- _PROBLEM_
An exact copy of the data below is needed; please leave out any pictures.

- _INFORMATION PROVIDED_
::::
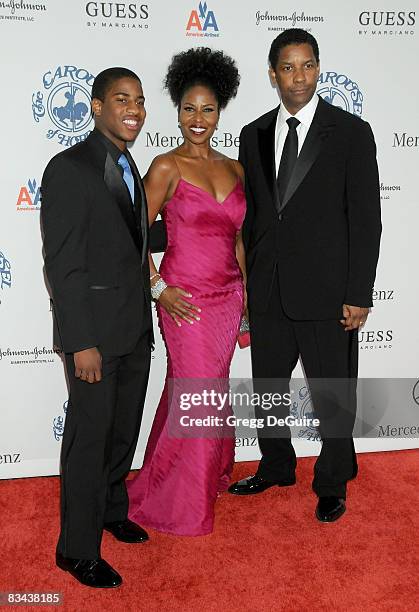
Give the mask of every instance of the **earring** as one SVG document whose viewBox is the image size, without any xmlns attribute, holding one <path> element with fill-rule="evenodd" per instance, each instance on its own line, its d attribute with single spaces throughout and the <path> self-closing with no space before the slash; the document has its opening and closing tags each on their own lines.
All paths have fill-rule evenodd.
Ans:
<svg viewBox="0 0 419 612">
<path fill-rule="evenodd" d="M 178 124 L 177 124 L 177 126 L 178 126 L 178 128 L 180 128 L 180 121 L 178 121 Z"/>
<path fill-rule="evenodd" d="M 215 126 L 215 129 L 216 129 L 216 130 L 218 130 L 218 123 L 217 123 L 217 125 Z"/>
</svg>

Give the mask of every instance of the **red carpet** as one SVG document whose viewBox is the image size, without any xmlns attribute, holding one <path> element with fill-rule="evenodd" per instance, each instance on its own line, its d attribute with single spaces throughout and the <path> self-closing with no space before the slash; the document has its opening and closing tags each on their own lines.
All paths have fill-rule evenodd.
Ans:
<svg viewBox="0 0 419 612">
<path fill-rule="evenodd" d="M 295 487 L 224 494 L 210 536 L 127 545 L 105 534 L 102 555 L 124 577 L 109 591 L 54 565 L 58 478 L 0 481 L 0 591 L 59 591 L 58 609 L 77 612 L 417 612 L 419 450 L 360 455 L 347 512 L 330 525 L 314 518 L 313 462 L 299 460 Z"/>
</svg>

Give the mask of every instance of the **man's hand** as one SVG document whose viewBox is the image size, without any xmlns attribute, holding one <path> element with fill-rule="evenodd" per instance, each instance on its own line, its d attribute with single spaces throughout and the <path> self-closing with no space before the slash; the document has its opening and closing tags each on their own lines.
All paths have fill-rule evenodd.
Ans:
<svg viewBox="0 0 419 612">
<path fill-rule="evenodd" d="M 353 329 L 358 329 L 365 324 L 365 321 L 368 318 L 369 308 L 344 304 L 342 311 L 343 319 L 341 319 L 340 322 L 344 326 L 345 331 L 351 331 Z"/>
<path fill-rule="evenodd" d="M 97 348 L 89 348 L 74 353 L 76 378 L 88 383 L 102 380 L 102 355 Z"/>
</svg>

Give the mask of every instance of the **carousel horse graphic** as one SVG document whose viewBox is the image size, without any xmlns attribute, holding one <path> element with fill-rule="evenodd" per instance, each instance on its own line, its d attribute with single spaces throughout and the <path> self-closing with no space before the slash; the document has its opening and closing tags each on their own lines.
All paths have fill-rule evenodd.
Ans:
<svg viewBox="0 0 419 612">
<path fill-rule="evenodd" d="M 52 112 L 54 117 L 68 127 L 68 121 L 77 128 L 84 120 L 89 112 L 87 104 L 84 102 L 74 103 L 76 91 L 66 91 L 64 96 L 67 98 L 67 103 L 64 106 L 54 106 Z"/>
</svg>

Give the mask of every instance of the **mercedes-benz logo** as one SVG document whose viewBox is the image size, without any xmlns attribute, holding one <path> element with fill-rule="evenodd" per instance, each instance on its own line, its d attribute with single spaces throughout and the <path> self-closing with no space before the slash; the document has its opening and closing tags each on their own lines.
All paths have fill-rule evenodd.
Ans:
<svg viewBox="0 0 419 612">
<path fill-rule="evenodd" d="M 419 380 L 416 381 L 415 386 L 413 387 L 412 395 L 414 401 L 419 406 Z"/>
</svg>

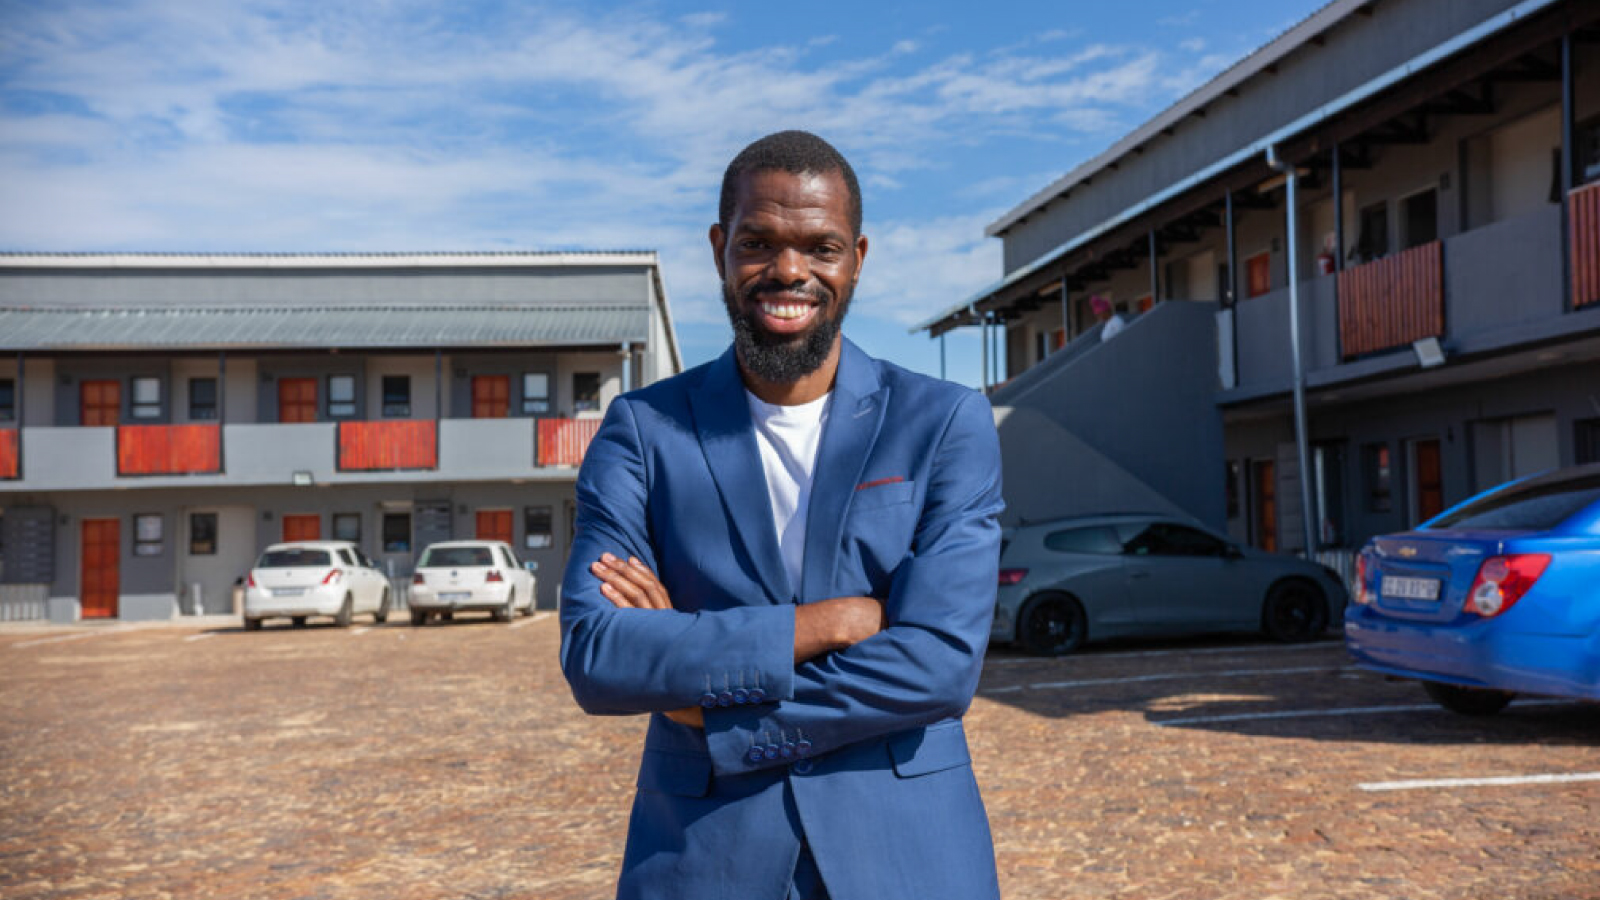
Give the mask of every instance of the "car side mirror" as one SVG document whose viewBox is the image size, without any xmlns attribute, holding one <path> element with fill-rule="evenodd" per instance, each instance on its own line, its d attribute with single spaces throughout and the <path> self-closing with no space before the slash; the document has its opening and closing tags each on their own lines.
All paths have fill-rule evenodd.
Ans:
<svg viewBox="0 0 1600 900">
<path fill-rule="evenodd" d="M 529 572 L 537 572 L 537 571 L 539 571 L 539 564 L 534 562 L 531 559 L 523 562 L 522 567 L 524 569 L 527 569 Z"/>
<path fill-rule="evenodd" d="M 1244 559 L 1244 551 L 1239 549 L 1238 544 L 1229 544 L 1228 546 L 1222 548 L 1222 558 Z"/>
</svg>

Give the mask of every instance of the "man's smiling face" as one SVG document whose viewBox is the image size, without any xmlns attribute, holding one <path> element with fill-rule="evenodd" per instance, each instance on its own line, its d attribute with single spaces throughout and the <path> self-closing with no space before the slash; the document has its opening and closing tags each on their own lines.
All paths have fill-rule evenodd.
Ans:
<svg viewBox="0 0 1600 900">
<path fill-rule="evenodd" d="M 727 228 L 711 228 L 739 362 L 786 384 L 835 352 L 866 257 L 838 172 L 761 169 L 739 179 Z"/>
</svg>

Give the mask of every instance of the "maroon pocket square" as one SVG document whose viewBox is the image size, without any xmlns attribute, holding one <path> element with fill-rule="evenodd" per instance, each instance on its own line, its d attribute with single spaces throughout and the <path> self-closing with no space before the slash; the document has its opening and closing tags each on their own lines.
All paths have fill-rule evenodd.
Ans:
<svg viewBox="0 0 1600 900">
<path fill-rule="evenodd" d="M 879 478 L 876 481 L 863 481 L 860 484 L 856 485 L 856 490 L 864 491 L 867 488 L 882 487 L 883 485 L 886 485 L 886 484 L 899 484 L 900 482 L 905 481 L 905 480 L 906 480 L 905 476 L 903 476 L 903 475 L 894 475 L 894 476 L 891 476 L 889 478 Z"/>
</svg>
::::
- _ANSWER SPACE_
Give the mask of every instance of the **earring** as one SVG document whose viewBox is the image size, without any xmlns attribute, holding one <path> element with fill-rule="evenodd" per instance, each instance on its own line, its d attribute with single spaces throughout and the <path> self-closing with no space before the slash; the document has its opening and closing tags each on their own lines.
All paths have fill-rule evenodd.
Ans:
<svg viewBox="0 0 419 612">
<path fill-rule="evenodd" d="M 178 124 L 177 124 L 177 126 L 178 126 L 178 128 L 180 128 L 180 121 L 178 121 Z"/>
<path fill-rule="evenodd" d="M 215 126 L 215 129 L 216 129 L 216 130 L 218 130 L 218 123 L 217 123 L 217 125 Z"/>
</svg>

Give the mask of every instance of the **red carpet** as one SVG document whose viewBox is the image size, without any xmlns attribute, holding one <path> element with fill-rule="evenodd" per instance, each instance on its own line, its d attribute with single spaces throughout and the <path> self-closing with no space before the slash; the document has its opening and closing tags each on their own lines.
All paths have fill-rule evenodd.
Ans:
<svg viewBox="0 0 419 612">
<path fill-rule="evenodd" d="M 295 487 L 224 494 L 210 536 L 127 545 L 105 534 L 102 555 L 124 577 L 109 591 L 54 565 L 58 478 L 0 481 L 0 591 L 59 591 L 58 609 L 77 612 L 417 612 L 419 450 L 360 455 L 347 512 L 330 525 L 314 518 L 313 462 L 299 460 Z"/>
</svg>

Give the mask of every instance of the **man's hand** as one SVG document whose viewBox is the image size, without any xmlns attribute, holding one <path> element with fill-rule="evenodd" per instance, each instance on its own line, its d attribute with single spaces throughout and the <path> self-closing with no space before the slash; the document has its opening and closing tags each on their own lines.
All paths have fill-rule evenodd.
Ans:
<svg viewBox="0 0 419 612">
<path fill-rule="evenodd" d="M 353 329 L 358 329 L 365 324 L 365 321 L 368 318 L 369 308 L 344 304 L 342 311 L 343 319 L 341 319 L 340 322 L 344 326 L 345 331 L 351 331 Z"/>
<path fill-rule="evenodd" d="M 97 348 L 89 348 L 74 353 L 76 378 L 88 383 L 102 380 L 102 355 Z"/>
</svg>

Give the mask of every instance of the **carousel horse graphic** as one SVG document whose viewBox is the image size, without any xmlns attribute, holding one <path> element with fill-rule="evenodd" per instance, each instance on its own line, its d attribute with single spaces throughout and the <path> self-closing with no space before the slash; the document has its opening and closing tags each on their own lines.
All paths have fill-rule evenodd.
Ans:
<svg viewBox="0 0 419 612">
<path fill-rule="evenodd" d="M 52 112 L 54 117 L 68 127 L 68 121 L 77 128 L 84 120 L 89 112 L 87 104 L 84 102 L 74 103 L 76 91 L 66 91 L 64 96 L 67 98 L 67 103 L 64 106 L 54 106 Z"/>
</svg>

Give the mask of every instance of the **mercedes-benz logo** as one SVG document whose viewBox is the image size, without any xmlns attribute, holding one <path> element with fill-rule="evenodd" per instance, each instance on its own line, its d attribute with single spaces throughout and the <path> self-closing with no space before the slash; the document has its opening and closing tags each on their own lines.
All paths have fill-rule evenodd.
Ans:
<svg viewBox="0 0 419 612">
<path fill-rule="evenodd" d="M 419 380 L 416 381 L 415 386 L 413 387 L 412 395 L 414 401 L 419 406 Z"/>
</svg>

Give the mask of every instance of the "car side mirror" as one SVG document whose viewBox is the image size, without any xmlns attribute, holding one <path> element with fill-rule="evenodd" per instance, each instance on its own line, its d attribute with single spaces throughout and the <path> self-closing with no space before the slash; the document has its opening and closing tags each on their own lines.
All paths have fill-rule evenodd.
Ans:
<svg viewBox="0 0 1600 900">
<path fill-rule="evenodd" d="M 529 572 L 537 572 L 537 571 L 539 571 L 539 564 L 534 562 L 531 559 L 523 562 L 522 567 L 524 569 L 527 569 Z"/>
<path fill-rule="evenodd" d="M 1244 559 L 1244 551 L 1239 549 L 1238 544 L 1229 544 L 1228 546 L 1222 548 L 1222 558 Z"/>
</svg>

Give the mask of every instance of the "man's smiling face" as one SVG document whose viewBox is the image size, without any xmlns attribute, holding one <path> element with fill-rule="evenodd" per instance, each instance on its own line, its d attribute with single spaces throughout and the <path> self-closing with no space before the slash; the document has its opening and closing tags each on their own lines.
All paths have fill-rule evenodd.
Ans:
<svg viewBox="0 0 1600 900">
<path fill-rule="evenodd" d="M 727 228 L 711 228 L 739 362 L 786 384 L 835 352 L 866 257 L 838 172 L 761 169 L 739 179 Z"/>
</svg>

Give the mask of every instance of the "maroon pocket square" as one SVG document whose viewBox is the image size, without any xmlns attribute, holding one <path> element with fill-rule="evenodd" per instance, each instance on its own line, its d attribute with single spaces throughout and the <path> self-closing with no space before the slash; the document has its opening and closing tags each on their own lines.
All paths have fill-rule evenodd.
Ans:
<svg viewBox="0 0 1600 900">
<path fill-rule="evenodd" d="M 879 478 L 876 481 L 863 481 L 860 484 L 856 485 L 856 490 L 864 491 L 867 488 L 882 487 L 883 485 L 886 485 L 886 484 L 899 484 L 900 482 L 905 481 L 905 480 L 906 480 L 905 476 L 903 476 L 903 475 L 894 475 L 894 476 L 891 476 L 889 478 Z"/>
</svg>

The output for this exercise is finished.